| TEKS YANG DIBERIKAN |
____________
Mengenang Almamaterku tempo doeloe

Mengenang “Almarhum” SMP Tanjung Kelapa Lerek

P. John SDBPersiapan perayaan Emas SMP Tanjung Kelapa Lerek sedang memasuki tahap-tahap akhir menuju ke puncak perayaan pada tanggal 2 Juli 2015. Kemungkinan banyak di antara saudara-saudari sedang mengatur rencana perjalanan ke kampung halaman. Semoga mengalami perjalanan yang menyenangkan dan tiba dengan selamat. Sampaikan salam untuk semua keluarga di sana.

Selama persiapan perayaan ini, saya mengikuti berbagai diskusi, membaca notulen pertemuan dan melihat berbagai program dari panitia penyelenggara Jakaarata melalui media sosial, terutama melalui group Perayaan Emas SMP Lerek. Sebelumnya nama group di Facebook adalah Perayaan Emas SMP Tanjung Kelapa Lerek, sekarang berubah nama Perayaan Emas SMP Lerek (Pesta Tanjung Kelapa-Negeri 2 Atadei).

Saya secara pribadi sangat menghargai usaha dan kerja keras panitia penyelenggara terutama di Jakarta dan sekitarnya dan mungkin juga di Lerek, Lewoleba dan sekitarnya. Dalam sharing-sharing dan diskusi-diskusi di media sosial khususnya group facebook ini, saya secara pribadi belum menangkap “roh” dari perayaan ini dan bertanya dalam hati apakah perayaan ini bisa berjalan dengan baik, kegiatan-kegiatan ini bisa tepat sasaran di Lerek. Mengapa saya katakan belum menangkap “roh” perayaan ini? Berikut ini saya ingin menyampaikan beberapa pandangat pribadi saya tentang perayaan ini. Saya berharap tulisan ini tidak mematikan semangat yang sudah ada tetapi menantang kita semua untuk berpikir dan bertindak juga mendukung dunia pendidikan di kampung Lerek dan sekitarnya.

Pertama, Melalui media sosial bersama yakni facebook, saya belum sempat membaca sebuah ulasan historis tentang sekolah kebanggaan kita tempo doeloe hingga mati di usia 43 tahun. Saya yakin bahwa para pendiri memiliki tujuan yang sangat luhur untuk membangun pendidikan di kampung Lerek dan sekitarnya, tetapi akhirnya mati begitu saja di usia 43 tahun dan muncullah SMP Negeri 2 Atadei. Bagi saya ia dipaksa untuk mati dan dikubur diam-diam, supaya bisa muncul dewa penyelamat yaitu SMP Negeri 2 Atadei. Apa yang terjadi saat itu? Para siswa dan guru sebenarnya belum disiapkan secara matang untuk menerima perubahan status dari SMP Swasta yang sudah melewati status terdaftar, diakui dan disamakan Tanjung Kelapa Lerek, harus rela dan siap menjadi bagian dari sebuah sekolah negeri. Setelah berubah status menjadi sekolah Negeri, kelihatan bahwa semua aset sekolah swasta Tanjung Kelapa: Tanah dan bangunan otomatis menjadi milik SMP Negeri 2 Atadei (semoga saya tidak keliru) padahal semuanya adalah aset yayasan bukan aset pemerintah daerah. Semoga para ahli waris tidak menutut bahwa tanah diberikan kepada Tanjung Kelapa bukan Negeri 2 Atadei. Sebenarnya munculnya SMP Negeri 2 Atadei di Lerek belum memberi harapan yang besar kepada masyarakat sekitarnya, kita bisa melihat jumlah siswanya juga masih terbatas hingga tahun ketujuh ini.
____________
| ENTRI TEREKSTRAKSI |
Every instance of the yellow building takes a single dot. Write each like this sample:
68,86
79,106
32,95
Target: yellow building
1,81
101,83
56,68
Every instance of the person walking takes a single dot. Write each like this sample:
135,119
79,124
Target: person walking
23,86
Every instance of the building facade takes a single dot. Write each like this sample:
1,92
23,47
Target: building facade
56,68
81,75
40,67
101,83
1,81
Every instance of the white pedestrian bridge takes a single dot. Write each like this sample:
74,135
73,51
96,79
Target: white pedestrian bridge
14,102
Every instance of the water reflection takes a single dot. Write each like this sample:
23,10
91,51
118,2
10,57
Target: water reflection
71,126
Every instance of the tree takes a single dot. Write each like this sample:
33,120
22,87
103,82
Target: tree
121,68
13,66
____________
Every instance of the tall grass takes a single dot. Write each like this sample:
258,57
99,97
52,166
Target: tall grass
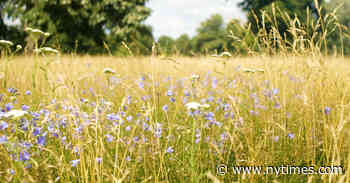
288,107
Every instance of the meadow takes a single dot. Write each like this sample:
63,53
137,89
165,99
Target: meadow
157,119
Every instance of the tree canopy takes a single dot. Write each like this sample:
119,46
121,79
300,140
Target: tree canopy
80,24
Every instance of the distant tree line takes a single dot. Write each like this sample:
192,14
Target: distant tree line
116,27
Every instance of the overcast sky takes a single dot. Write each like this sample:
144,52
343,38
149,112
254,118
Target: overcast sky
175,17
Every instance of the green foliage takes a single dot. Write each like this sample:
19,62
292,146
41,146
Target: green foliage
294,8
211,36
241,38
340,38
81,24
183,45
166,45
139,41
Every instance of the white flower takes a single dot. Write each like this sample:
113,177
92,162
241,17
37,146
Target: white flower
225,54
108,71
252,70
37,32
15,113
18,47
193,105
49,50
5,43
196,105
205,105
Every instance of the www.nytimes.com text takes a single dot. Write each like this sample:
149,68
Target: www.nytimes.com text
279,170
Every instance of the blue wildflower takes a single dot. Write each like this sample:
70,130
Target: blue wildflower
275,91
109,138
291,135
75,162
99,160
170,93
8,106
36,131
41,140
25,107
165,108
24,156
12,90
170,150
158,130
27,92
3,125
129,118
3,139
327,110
____________
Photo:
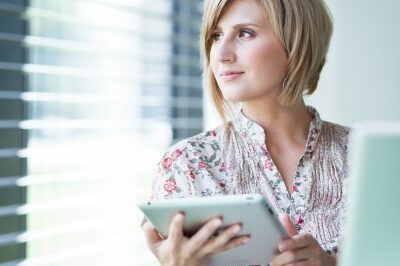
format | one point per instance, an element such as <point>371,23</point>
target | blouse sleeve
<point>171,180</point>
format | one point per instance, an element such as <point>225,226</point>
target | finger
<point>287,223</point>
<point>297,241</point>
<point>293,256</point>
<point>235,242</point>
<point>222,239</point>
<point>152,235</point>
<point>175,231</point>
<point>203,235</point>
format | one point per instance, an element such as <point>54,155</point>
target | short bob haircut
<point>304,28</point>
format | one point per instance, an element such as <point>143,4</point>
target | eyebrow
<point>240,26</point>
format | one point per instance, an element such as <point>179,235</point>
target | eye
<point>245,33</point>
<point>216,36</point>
____________
| TUGAS 1 |
Menurut teks tentang SMP Tanjung Kelapa Lerek, pada tanggal berapa puncak perayaan Emas sekolah itu diadakan?
| TUGAS 2 |
Tuliskan lanjutan teks tentang SMP Tanjung Kelapa Lerek, dimulai sesudah kalimat terakhirnya.

| JAWABAN 1 |
Puncak perayaan Emas diadakan pada tanggal 2 Juli 2015.

| JAWABAN 2 |
Kedua, saya juga hanya melihat gerakan nyata untuk perayaan ini di Jakarta, sementara panitia di Lerek dan Lewoleba tanpa suara atau kalau ada suara pun hanya orang-orang tertentu saja. Sepertinya komunikasi dan koordinasi para panitia belum sinkron. Tentu ini mengkhawatirkan kita di tanah rantau. Seharusnya panitia di Lerek dan Lewoleba lebih matang persiapannya, karena panitia Jakarta nanti hanyalah tamu. Panitia Lerek dan Lewoleba adalah tuan rumah yang juga lebih tahu urgensi kebutuhan di sana sehingga kegiatan itu nantinya tepat sasaran. Memang panitia Jakarta menyiapkan kegiatan-kegiatan yang bagus ukuran Jakarta, tetapi apakah semuanya itu nanti tepat sasaran, artinya sesuai dengan kebutuhan di Lerek? Jangan sampai kegiatan-kegiatan itu bagus, indah tetapi tidak pas untuk orang Lerek dan sekitarnya.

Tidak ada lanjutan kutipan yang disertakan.